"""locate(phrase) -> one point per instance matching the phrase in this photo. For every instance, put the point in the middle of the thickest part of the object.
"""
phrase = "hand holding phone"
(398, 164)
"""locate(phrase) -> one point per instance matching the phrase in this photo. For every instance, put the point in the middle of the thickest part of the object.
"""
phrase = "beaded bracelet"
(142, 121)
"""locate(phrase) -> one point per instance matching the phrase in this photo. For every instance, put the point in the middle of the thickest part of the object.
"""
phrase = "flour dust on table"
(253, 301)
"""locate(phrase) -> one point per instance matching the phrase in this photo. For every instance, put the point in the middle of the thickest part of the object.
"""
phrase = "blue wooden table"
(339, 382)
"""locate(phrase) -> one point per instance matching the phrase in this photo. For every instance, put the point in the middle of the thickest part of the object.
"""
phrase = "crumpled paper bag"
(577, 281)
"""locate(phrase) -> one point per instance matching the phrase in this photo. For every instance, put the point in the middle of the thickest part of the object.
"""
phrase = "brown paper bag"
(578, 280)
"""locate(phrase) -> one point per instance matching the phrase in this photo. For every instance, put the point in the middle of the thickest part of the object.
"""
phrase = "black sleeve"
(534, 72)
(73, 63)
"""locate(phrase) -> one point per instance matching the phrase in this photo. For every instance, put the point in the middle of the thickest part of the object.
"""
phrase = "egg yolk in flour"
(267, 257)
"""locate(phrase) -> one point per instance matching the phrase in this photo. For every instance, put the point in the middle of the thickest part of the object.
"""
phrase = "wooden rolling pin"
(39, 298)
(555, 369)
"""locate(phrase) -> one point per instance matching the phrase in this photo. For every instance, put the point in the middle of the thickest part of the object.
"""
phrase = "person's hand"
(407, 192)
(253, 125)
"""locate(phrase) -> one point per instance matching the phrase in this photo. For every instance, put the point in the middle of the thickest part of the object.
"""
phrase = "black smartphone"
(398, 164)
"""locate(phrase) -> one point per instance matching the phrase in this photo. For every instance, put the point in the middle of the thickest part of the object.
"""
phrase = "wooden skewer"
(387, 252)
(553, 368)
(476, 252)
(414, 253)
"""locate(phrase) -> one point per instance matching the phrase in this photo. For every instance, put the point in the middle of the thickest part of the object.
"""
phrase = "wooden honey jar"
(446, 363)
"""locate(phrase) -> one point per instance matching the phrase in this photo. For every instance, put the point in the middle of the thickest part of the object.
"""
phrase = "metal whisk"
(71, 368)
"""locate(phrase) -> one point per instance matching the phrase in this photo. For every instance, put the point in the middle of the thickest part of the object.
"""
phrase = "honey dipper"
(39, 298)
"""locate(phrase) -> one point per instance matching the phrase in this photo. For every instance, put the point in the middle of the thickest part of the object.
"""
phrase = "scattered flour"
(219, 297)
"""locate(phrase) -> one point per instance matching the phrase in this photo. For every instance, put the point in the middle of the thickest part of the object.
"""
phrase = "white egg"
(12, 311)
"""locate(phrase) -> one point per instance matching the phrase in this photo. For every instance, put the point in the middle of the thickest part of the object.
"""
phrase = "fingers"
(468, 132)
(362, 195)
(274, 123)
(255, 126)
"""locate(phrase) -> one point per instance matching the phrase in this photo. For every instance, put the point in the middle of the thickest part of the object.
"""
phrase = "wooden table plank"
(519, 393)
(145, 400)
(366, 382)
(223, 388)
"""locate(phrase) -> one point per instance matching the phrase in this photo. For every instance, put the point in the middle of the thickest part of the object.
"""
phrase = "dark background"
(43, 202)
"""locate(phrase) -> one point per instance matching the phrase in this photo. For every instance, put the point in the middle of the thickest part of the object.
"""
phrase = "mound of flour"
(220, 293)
_ _ _ _
= What the task requires =
Each of the records should be retyped exactly.

= Problem solution =
"""locate(phrase) -> one point per instance matching the phrase in this photo. For every instance, put the point in the middle of the thickest part of the object.
"""
phrase = "hand holding phone"
(398, 164)
"""locate(phrase) -> one point per instance matching the phrase in this photo. For every instance, put the point in the middle of the thickest part of the object.
"""
phrase = "beaded bracelet"
(142, 121)
"""locate(phrase) -> one point per instance matching the phrase in this photo. For every instance, put the point in the middle of the thickest part of the object.
"""
phrase = "flour dust on table"
(253, 301)
"""locate(phrase) -> one point per instance matching the phrase in this photo. For every instance, put the point in the middle of the thickest part of the object.
"""
phrase = "blue wooden table"
(339, 382)
"""locate(phrase) -> one point per instance matching the phrase in this photo. For every instance, put the point in the middle of the thickest part of the object.
"""
phrase = "crumpled paper bag"
(577, 281)
"""locate(phrase) -> one point per instance matching the phrase in this photo. For every instance, put the point in the middle of the thickest part of the object.
"""
phrase = "brown paper bag"
(578, 280)
"""locate(phrase) -> one point per instance matching the phrase in this photo. For every instance, put the point in the middle of the thickest part of the object.
"""
phrase = "black sleeve"
(534, 72)
(73, 63)
"""locate(phrase) -> one point per instance matching the phrase in this photo. For every instance, put the point in the middle of the thickest part of the object.
"""
phrase = "egg yolk in flour"
(267, 257)
"""locate(phrase) -> one point per instance matching the phrase in this photo. For every instance, put the point in the middle of the thickest part of the object.
"""
phrase = "wooden rolling pin"
(39, 298)
(555, 369)
"""locate(phrase) -> one point per instance matching the phrase in this photo. For every instance, put the point in the middle of the thickest part of the object.
"""
phrase = "person's hand"
(407, 192)
(253, 125)
"""locate(phrase) -> one point per instance matching the phrase in this photo. For every instance, put the point in the middle of the thickest part of the object.
"""
phrase = "black smartphone"
(398, 164)
"""locate(phrase) -> one point per instance matching the phrase in this photo. For every instance, put the point in the middle of the thickest part of the object.
"""
phrase = "wooden skewer"
(387, 252)
(553, 368)
(476, 252)
(414, 253)
"""locate(phrase) -> one point per instance matching the phrase in this photo. For every instance, put the point in the middle of the thickest part of the object.
"""
phrase = "wooden honey jar"
(446, 363)
"""locate(phrase) -> one point per instance matching the phrase in this photo. For every instance, put the point in the middle of the thickest part of the object.
"""
phrase = "metal whisk"
(71, 368)
"""locate(phrase) -> one point per instance matching the phrase in this photo. For every instance, put the point in the middle of the thickest part of the object.
"""
phrase = "honey dipper"
(39, 298)
"""locate(phrase) -> one point per instance matching the phrase in this photo. For every instance, put the point in the middle of the thickest part of the object.
"""
phrase = "scattered flour"
(219, 297)
"""locate(phrase) -> one point per instance matching the phrase in this photo. For every instance, put the point in the middle of the thickest part of the object.
"""
phrase = "white egg"
(12, 311)
"""locate(phrase) -> one point per instance matching the phrase in this photo. For every instance, put the point in the middle of the thickest part of the object.
"""
phrase = "fingers"
(468, 132)
(362, 195)
(274, 123)
(255, 126)
"""locate(phrase) -> one point per instance matching the phrase in this photo. For every instance, put the point in the middle of the thickest part of the object.
"""
phrase = "wooden table plank"
(519, 393)
(145, 400)
(366, 382)
(223, 388)
"""locate(phrase) -> one point per instance matching the phrase in this photo. For every instance, put the point in the middle of the thickest part of the object.
"""
phrase = "dark background"
(43, 202)
"""locate(phrase) -> one point per instance matching the phrase in this photo. For every instance, put the point in the middle of the thickest part of the object.
"""
phrase = "mound of flour"
(220, 293)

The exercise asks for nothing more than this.